EXERCISE OBJECTIVE ▸
Reproduce all of the material below word for word, keeping every line unchanged and in the same order.

*** EXTRACTED RECORDS

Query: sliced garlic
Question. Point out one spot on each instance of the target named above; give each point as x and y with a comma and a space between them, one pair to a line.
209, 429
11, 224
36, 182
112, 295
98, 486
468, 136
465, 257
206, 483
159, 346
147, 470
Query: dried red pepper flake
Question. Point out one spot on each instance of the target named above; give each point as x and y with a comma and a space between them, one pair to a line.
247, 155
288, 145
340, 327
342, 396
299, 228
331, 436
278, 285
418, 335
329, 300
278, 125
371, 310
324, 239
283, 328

******

ANSWER TO THE EXERCISE ▸
Query: sliced garlic
Question. Point out one spot on each instance of the target named above; give each point as x and y with a comma and a space between them, one pair to a line.
209, 429
11, 224
36, 182
112, 295
98, 486
468, 136
465, 257
206, 483
159, 346
147, 470
Query: dried red pepper flake
Question. Point out one spot on each instance of the target named above; give each point as x and y with a comma and a space between them, one pair to a line.
247, 155
288, 145
340, 327
342, 396
299, 228
331, 436
278, 285
418, 335
329, 300
278, 125
371, 310
324, 239
283, 328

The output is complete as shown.